- **Extrait du texte**
------------------------------------

Premier point. Vous évoquez le problème de la démographie médicale, le manque criant de spécialistes et la mauvaise répartition territoriale des médicaux et des paramédicaux.
Vous l’évoquez sans donner, évidemment, de solution régionale… Nous savons, vous, moi et bien d’autres, que la solution sera nationale.
Mais vous ne pourrez pas faire autrement que d’intégrer cette problématique dans l’élaboration de votre schéma pour l’organisation des soins. Avec en corolaire, la création des maisons de santé, dans certains territoires qui deviennent des déserts médicaux. Vous ne pourrez pas faire autrement que d’avancer des idées, voire faire des propositions concrètes, car je vous rappelle, monsieur le Directeur, que tout cela est de la compétence pleine et entière de l’Etat et de l’ARS. Et à une période où la réforme territoriale a tendance à nous recentrer sur nos compétences obligatoires, comprenez que nous fassions de même avec l’Etat, surtout dans un domaine aussi sensible que la santé.

------------------------------------

Entrées de données enregistrées:
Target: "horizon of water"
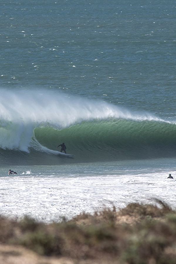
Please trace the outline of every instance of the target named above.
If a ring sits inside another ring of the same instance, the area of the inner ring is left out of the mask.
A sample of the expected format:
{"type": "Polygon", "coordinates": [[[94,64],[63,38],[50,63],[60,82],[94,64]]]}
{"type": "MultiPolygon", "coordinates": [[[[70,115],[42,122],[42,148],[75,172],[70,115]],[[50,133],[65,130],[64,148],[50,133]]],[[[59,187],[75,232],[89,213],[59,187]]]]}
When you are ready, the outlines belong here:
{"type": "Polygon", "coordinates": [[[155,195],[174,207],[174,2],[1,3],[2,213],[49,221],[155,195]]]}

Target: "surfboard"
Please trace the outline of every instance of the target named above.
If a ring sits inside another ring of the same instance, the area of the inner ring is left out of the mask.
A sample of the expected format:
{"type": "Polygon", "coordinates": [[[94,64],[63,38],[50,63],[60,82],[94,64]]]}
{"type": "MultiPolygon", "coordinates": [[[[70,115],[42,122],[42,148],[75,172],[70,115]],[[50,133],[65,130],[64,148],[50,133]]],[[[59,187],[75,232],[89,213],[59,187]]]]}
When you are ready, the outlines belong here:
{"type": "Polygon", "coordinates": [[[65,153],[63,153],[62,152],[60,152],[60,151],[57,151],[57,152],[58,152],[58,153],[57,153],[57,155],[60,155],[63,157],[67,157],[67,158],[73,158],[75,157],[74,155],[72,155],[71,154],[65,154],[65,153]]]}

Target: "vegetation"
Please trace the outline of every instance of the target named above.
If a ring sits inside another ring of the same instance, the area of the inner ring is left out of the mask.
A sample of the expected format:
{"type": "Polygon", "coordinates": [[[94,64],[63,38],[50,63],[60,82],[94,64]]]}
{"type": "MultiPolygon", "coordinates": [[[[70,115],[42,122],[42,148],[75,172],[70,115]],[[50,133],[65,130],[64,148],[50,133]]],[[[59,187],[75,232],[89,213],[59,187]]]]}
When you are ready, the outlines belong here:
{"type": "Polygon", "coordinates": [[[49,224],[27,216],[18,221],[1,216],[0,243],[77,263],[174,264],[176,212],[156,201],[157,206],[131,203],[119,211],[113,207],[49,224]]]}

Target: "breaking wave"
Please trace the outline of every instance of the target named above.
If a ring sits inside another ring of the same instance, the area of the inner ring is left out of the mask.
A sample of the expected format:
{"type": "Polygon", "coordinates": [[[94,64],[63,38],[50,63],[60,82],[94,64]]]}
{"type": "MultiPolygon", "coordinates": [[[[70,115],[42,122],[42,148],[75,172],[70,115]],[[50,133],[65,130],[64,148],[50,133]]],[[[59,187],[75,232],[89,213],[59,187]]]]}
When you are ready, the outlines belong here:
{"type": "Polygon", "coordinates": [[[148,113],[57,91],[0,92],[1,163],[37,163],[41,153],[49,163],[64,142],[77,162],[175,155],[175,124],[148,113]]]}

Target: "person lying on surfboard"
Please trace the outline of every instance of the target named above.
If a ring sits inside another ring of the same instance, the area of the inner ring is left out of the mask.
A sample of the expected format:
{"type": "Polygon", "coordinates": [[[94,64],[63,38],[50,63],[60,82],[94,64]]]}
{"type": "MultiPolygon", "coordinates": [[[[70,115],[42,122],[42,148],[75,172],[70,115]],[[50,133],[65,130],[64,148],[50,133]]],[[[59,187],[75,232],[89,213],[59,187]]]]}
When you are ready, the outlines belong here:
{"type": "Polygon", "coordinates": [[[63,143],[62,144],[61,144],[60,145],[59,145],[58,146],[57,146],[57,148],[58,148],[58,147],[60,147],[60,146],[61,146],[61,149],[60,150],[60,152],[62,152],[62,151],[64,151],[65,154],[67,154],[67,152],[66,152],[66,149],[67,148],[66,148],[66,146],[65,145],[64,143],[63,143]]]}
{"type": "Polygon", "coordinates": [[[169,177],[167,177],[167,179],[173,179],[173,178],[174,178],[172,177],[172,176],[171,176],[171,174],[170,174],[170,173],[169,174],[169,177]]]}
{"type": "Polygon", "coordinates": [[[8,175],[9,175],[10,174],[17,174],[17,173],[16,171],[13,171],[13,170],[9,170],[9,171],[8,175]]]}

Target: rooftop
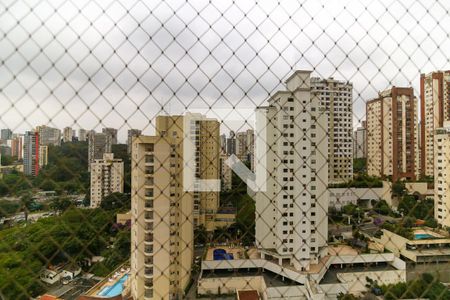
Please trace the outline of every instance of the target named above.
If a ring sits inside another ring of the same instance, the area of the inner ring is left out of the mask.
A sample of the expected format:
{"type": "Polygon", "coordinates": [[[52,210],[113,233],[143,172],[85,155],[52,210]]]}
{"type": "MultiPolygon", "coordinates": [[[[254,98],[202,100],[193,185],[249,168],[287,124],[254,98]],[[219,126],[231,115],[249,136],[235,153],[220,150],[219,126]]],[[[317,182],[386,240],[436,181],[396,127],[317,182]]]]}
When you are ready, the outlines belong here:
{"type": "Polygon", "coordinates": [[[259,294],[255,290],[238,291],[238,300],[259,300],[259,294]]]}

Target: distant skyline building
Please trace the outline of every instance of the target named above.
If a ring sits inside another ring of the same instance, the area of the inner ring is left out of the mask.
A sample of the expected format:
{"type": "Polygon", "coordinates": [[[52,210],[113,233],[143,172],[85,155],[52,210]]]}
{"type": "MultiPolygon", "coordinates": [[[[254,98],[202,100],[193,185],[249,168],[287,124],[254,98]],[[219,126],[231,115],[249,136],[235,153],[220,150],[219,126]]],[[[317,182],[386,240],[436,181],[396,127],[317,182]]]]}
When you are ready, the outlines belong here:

------------------------------------

- **Action requise 1**
Dans l'extrait sur la démographie médicale, relevez tous les problèmes que l'orateur dit évoqués par son interlocuteur au premier point.
- **Action requise 2**
D'après l'extrait sur la démographie médicale, pourquoi le Directeur ne pourra-t-il pas se dispenser d'avancer des idées, voire des propositions concrètes ? Répondez en une à trois phrases.
- **Action requise 3**
Reprenez l'extrait sur la démographie médicale et poursuivez-le à partir de sa dernière phrase.
Les lignes ne servent à rien ici.

- **Réponse 1**
- le problème de la démographie médicale
- le manque criant de spécialistes
- la mauvaise répartition territoriale des médicaux et des paramédicaux

- **Réponse 2**
Le Directeur devra avancer des idées, voire des propositions concrètes, parce que tout cela relève de la compétence pleine et entière de l'État et de l'ARS.

- **Réponse 3**
Deuxième point. Même s’il est fortement imprégné de sanitaire, votre document nous interpelle et nous intéresse au plus haut point. En effet, vous y parlez promotion de la santé, d’éducation à la santé, de prévention, de dépistage… Et toutes ces initiatives recoupent automatiquement nos domaines de compétence.
· Parce que la grossesse, la périnatalité et la petite enfance, sont en partie dans nos compétences. Et c’est, par excellence, le domaine de la prévention.
· Parce que le handicap congénital ou acquis, c’est dans nos compétences. Et c’est par obligation, le domaine de la prévention, de l’éducation, du dépistage et d’environnement adapté.
· Parce que la personne âgée est de notre compétence et que l’augmentation de l’espérance de vie fait que la personne âgée est maintenant, bien souvent, un condensé de poly pathologies ; d’où l’intérêt de l’information, du dépistage de l’anticipation et de la prévention.
· Parce que, enfin, nous avons fait, de la jeunesse, une de nos priorités et que l’éducation à la santé, la lutte contre les addictions et l’accès aux soins sont des passages obligatoires pour une politique de la jeunesse.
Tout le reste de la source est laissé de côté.